→ EXCERPT:
>> START

There are sometimes delays up to 30 minutes or so due to processing of
sensor data till it makes it into my system which is also way out in the
field.  Imagine a shipping pallet full of equipment that gets air dropped
into the middle of nowhere.  That IS my network, and it has no connection to
anything but the sensors deployed with it.  Maybe on a good day I'll have a
wireless or satellite connection back to another network that may or may not
have a time server on it.   I can't ever assume this will be the case.  I
will, however, be rotating hard disks full of collected sensor data for
off-line analysis (forensic stuff) at a less remote location.  I will have
spare parts (including NTP servers) at this location that will be visited
daily.

I really only need time to one second.  Most file systems don't have any
finer granularity and we're not making scientific measurements.   We have a
system to display transient events inside of a time window that can be
arbitrarily set, but typically no wider than 15 minutes.  If the data is 15
minutes old, it's not important anymore.  If the data is 40,000 years in the
future due to a bad time stamp like when it's marked in miliseconds since
the epoch (unix time) instead of seconds, we won't ever see it since it too
is outside of my window.  If it's 4 seconds old, that's okay.  I'll see it
inside of my time window.

>> END

→ GIVEN INSTRUCTION 1: Please pull out every line of the records that contains the word "jacket".

→ DATA IN THIS EXERCISE:
>> START

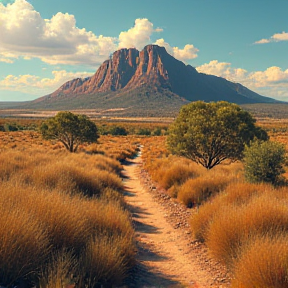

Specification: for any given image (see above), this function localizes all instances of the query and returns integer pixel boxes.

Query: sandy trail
[123,150,224,288]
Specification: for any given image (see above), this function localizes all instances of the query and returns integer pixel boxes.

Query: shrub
[244,141,285,185]
[177,176,231,207]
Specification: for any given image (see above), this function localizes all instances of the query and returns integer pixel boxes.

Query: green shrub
[244,141,286,185]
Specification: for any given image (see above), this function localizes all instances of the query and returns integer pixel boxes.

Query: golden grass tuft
[177,175,231,207]
[206,194,288,267]
[0,148,135,288]
[231,234,288,288]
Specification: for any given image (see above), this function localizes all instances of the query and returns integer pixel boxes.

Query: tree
[40,112,99,152]
[167,101,268,169]
[244,141,286,185]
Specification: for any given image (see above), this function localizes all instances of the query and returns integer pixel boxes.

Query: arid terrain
[123,153,229,288]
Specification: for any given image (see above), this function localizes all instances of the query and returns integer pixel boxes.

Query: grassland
[0,127,141,288]
[0,110,288,288]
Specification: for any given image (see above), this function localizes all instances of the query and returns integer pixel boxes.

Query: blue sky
[0,0,288,101]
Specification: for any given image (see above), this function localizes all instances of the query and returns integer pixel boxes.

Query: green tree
[40,112,99,152]
[244,141,286,185]
[167,101,268,169]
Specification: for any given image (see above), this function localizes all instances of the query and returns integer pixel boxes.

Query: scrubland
[0,131,137,288]
[143,129,288,288]
[0,119,288,288]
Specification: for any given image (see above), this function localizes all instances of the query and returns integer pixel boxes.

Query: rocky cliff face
[37,45,273,104]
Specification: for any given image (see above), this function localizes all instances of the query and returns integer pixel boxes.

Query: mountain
[29,45,277,116]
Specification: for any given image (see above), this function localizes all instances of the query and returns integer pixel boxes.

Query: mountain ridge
[29,45,278,114]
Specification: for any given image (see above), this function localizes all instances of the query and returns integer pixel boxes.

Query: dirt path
[123,150,227,288]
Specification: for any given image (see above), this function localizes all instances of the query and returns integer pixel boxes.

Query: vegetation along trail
[123,147,226,288]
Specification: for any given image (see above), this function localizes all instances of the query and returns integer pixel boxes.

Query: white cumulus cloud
[118,18,162,49]
[155,38,199,62]
[254,31,288,44]
[196,60,248,82]
[0,0,198,66]
[196,60,288,101]
[0,70,91,96]
[0,0,117,65]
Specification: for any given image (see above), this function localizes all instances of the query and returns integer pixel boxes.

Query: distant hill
[20,45,277,116]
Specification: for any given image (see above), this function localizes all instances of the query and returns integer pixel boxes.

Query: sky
[0,0,288,101]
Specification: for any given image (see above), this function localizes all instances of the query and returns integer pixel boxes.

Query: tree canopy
[167,101,268,169]
[40,111,99,152]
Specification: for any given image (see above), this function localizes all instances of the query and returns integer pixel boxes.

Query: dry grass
[0,146,135,288]
[206,193,288,267]
[232,234,288,288]
[177,175,232,207]
[190,182,274,241]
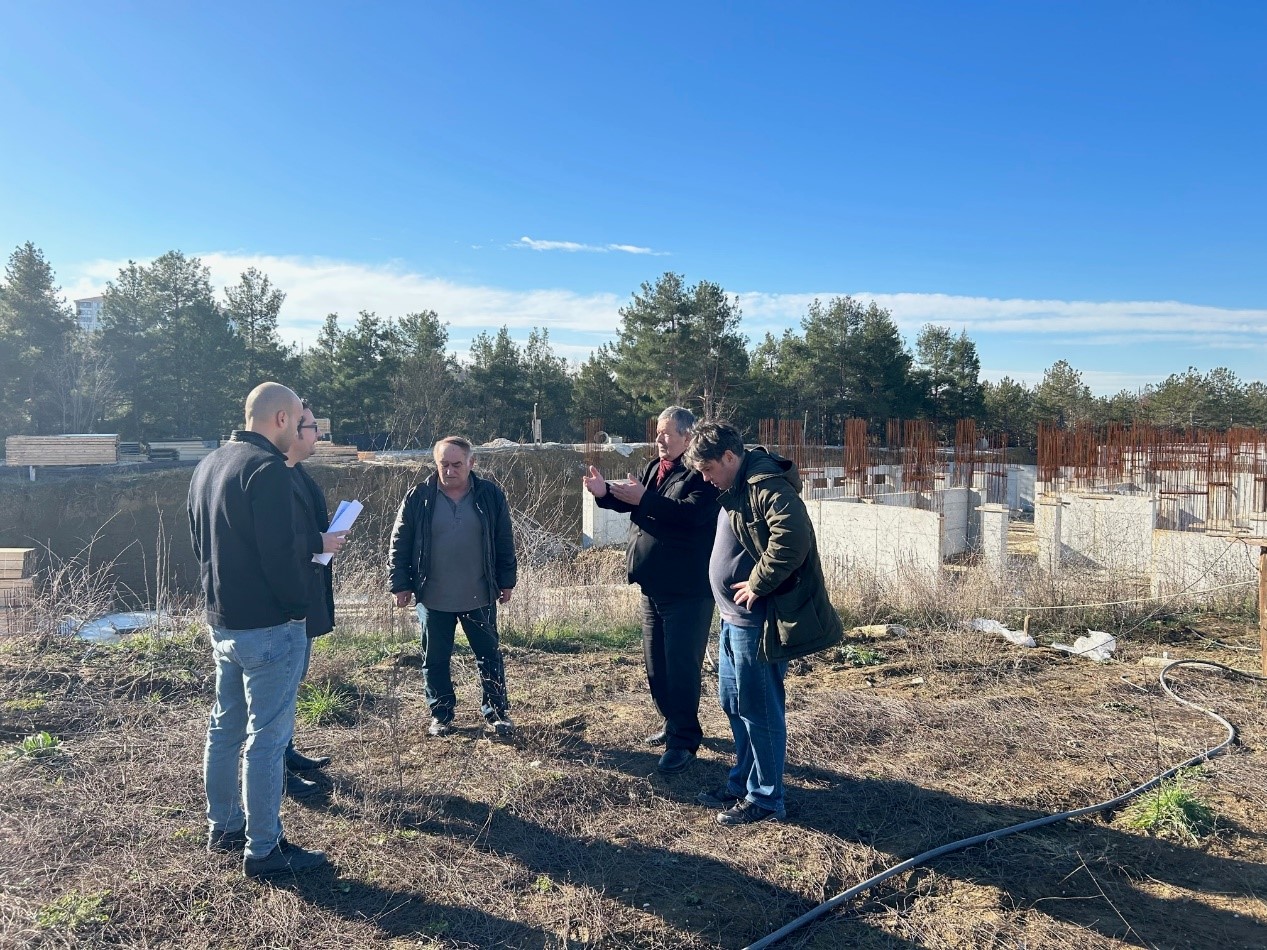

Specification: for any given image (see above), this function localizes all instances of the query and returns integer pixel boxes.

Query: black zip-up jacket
[388,472,519,603]
[594,457,718,600]
[290,462,334,637]
[188,431,308,630]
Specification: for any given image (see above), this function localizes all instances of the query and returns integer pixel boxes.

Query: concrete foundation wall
[807,499,943,584]
[1007,465,1038,512]
[573,489,630,547]
[1034,493,1157,574]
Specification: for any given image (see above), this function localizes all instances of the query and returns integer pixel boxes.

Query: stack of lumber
[150,438,219,462]
[0,547,35,631]
[313,441,356,459]
[4,433,119,465]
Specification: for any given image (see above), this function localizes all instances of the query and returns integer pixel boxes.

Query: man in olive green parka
[687,422,844,825]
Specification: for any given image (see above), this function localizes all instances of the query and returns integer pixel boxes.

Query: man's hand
[321,531,347,554]
[730,580,758,611]
[611,475,646,504]
[580,465,607,498]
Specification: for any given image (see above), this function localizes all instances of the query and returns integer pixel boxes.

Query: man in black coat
[388,436,518,736]
[188,383,342,878]
[286,399,347,798]
[584,405,717,774]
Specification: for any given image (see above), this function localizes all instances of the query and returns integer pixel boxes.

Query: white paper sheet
[313,498,362,564]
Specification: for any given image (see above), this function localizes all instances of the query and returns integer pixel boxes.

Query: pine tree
[0,241,76,433]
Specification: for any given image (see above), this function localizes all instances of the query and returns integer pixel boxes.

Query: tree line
[0,242,1267,448]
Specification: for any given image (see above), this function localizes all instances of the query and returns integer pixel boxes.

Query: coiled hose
[744,660,1263,950]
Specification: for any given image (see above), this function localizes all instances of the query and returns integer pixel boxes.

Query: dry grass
[0,595,1267,947]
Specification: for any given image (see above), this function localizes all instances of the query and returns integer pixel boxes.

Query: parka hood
[735,446,801,493]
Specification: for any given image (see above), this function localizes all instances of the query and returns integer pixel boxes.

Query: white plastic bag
[1052,630,1117,662]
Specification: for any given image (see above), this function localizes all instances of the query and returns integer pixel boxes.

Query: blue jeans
[417,603,509,722]
[203,621,308,858]
[717,621,788,818]
[642,594,713,752]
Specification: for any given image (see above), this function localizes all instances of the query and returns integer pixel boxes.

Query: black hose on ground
[744,660,1264,950]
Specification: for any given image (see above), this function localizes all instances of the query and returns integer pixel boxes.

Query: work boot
[717,798,779,825]
[242,839,329,878]
[484,709,514,737]
[286,746,329,771]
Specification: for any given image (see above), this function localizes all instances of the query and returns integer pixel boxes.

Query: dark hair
[687,422,744,466]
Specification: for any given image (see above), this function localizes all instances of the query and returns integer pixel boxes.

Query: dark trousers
[418,603,509,722]
[642,594,713,752]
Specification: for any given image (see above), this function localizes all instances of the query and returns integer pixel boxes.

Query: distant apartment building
[75,296,105,333]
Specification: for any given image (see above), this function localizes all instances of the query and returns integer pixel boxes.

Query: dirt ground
[0,618,1267,949]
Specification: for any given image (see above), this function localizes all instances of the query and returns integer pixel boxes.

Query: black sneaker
[242,839,329,878]
[696,785,742,808]
[717,798,779,825]
[207,828,246,854]
[484,711,514,736]
[286,749,329,771]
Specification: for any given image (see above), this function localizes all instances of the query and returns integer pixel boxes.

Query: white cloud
[739,293,1267,347]
[62,253,1267,393]
[511,237,668,257]
[65,252,621,356]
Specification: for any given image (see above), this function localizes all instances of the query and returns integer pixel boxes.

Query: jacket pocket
[770,574,820,646]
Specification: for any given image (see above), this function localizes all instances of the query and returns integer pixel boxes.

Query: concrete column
[1034,495,1062,574]
[580,489,630,547]
[977,504,1007,574]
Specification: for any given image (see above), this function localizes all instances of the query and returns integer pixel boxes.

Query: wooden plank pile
[4,433,119,465]
[313,441,356,459]
[0,547,35,633]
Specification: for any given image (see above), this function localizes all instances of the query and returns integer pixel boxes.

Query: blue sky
[0,0,1267,393]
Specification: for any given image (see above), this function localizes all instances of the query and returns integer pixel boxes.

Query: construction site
[583,419,1267,613]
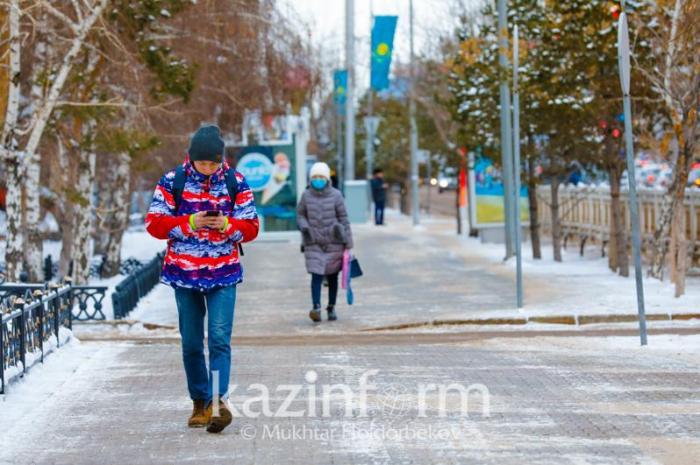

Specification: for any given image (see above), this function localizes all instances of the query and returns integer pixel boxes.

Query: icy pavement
[76,212,700,336]
[0,336,700,465]
[5,218,700,465]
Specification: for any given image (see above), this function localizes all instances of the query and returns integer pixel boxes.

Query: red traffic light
[610,5,621,21]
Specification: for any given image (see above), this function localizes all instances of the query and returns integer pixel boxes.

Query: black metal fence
[0,252,165,394]
[112,252,165,320]
[0,285,74,394]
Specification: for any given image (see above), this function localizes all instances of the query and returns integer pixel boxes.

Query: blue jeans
[311,272,340,308]
[175,286,236,402]
[374,200,385,224]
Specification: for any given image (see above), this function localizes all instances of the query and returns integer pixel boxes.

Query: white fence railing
[537,185,700,260]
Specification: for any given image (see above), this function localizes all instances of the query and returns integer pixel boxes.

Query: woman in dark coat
[297,163,353,322]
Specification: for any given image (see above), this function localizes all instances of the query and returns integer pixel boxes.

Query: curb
[361,313,700,331]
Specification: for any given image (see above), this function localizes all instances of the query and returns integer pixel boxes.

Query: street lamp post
[617,9,647,346]
[513,24,523,309]
[344,0,355,181]
[408,0,420,226]
[498,0,515,258]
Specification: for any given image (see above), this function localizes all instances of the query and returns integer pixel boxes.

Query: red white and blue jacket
[146,160,260,291]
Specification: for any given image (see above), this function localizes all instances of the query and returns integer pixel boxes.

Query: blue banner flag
[371,16,399,90]
[333,69,348,113]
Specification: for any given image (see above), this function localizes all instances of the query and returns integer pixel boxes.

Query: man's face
[193,160,221,176]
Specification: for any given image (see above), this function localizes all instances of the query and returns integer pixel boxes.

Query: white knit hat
[309,162,331,181]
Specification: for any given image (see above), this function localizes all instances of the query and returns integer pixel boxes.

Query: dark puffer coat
[297,184,353,275]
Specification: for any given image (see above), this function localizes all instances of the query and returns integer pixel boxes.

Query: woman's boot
[309,305,321,323]
[326,305,338,321]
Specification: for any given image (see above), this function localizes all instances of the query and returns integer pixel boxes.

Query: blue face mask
[311,179,328,191]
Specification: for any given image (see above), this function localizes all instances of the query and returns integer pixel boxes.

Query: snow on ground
[463,238,700,314]
[404,212,700,316]
[0,338,121,416]
[464,334,700,364]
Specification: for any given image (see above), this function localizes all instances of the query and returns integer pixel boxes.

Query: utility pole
[365,0,376,179]
[617,1,647,346]
[408,0,420,226]
[344,0,355,181]
[498,0,515,258]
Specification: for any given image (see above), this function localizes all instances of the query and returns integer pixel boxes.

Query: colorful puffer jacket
[146,161,259,291]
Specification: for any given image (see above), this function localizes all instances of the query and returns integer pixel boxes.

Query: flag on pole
[371,16,399,90]
[333,69,348,114]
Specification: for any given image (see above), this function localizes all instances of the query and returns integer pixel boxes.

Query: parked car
[688,166,700,189]
[437,174,459,194]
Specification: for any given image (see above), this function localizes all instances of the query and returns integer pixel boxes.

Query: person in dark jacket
[146,126,259,433]
[370,168,389,225]
[297,163,353,322]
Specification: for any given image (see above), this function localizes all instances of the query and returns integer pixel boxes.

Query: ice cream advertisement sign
[234,144,297,231]
[237,152,273,192]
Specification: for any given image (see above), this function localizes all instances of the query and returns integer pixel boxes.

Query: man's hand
[208,215,228,231]
[190,211,228,230]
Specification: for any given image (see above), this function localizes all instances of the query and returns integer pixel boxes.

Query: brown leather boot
[207,399,233,433]
[187,399,209,428]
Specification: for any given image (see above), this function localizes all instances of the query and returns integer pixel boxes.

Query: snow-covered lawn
[402,216,700,316]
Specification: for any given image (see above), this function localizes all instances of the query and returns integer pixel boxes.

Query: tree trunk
[527,169,542,260]
[72,123,95,285]
[609,169,630,277]
[56,137,75,278]
[24,11,47,283]
[0,0,24,281]
[5,153,24,282]
[102,153,131,277]
[647,150,691,279]
[23,151,44,283]
[550,176,562,262]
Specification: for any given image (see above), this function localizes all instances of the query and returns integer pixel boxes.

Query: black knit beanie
[188,125,224,163]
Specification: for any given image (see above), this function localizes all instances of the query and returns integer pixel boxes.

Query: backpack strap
[224,168,238,203]
[224,167,245,256]
[173,165,187,215]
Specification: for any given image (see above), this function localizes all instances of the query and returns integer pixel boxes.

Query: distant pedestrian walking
[370,168,389,225]
[297,163,353,322]
[146,126,259,433]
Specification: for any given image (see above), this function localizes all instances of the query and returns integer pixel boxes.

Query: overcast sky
[279,0,478,94]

>> END

→ GIVEN INSTRUCTION 2: Copy the excerpt from "I really only" down to "my time window.".

→ ANSWER 1:
Query: black zip-up jacket
Query: jacket pocket
Query: red white and blue jacket
Query: colorful puffer jacket
Query: person in dark jacket

→ ANSWER 2:
I really only need time to one second.  Most file systems don't have any
finer granularity and we're not making scientific measurements.   We have a
system to display transient events inside of a time window that can be
arbitrarily set, but typically no wider than 15 minutes.  If the data is 15
minutes old, it's not important anymore.  If the data is 40,000 years in the
future due to a bad time stamp like when it's marked in miliseconds since
the epoch (unix time) instead of seconds, we won't ever see it since it too
is outside of my window.  If it's 4 seconds old, that's okay.  I'll see it
inside of my time window.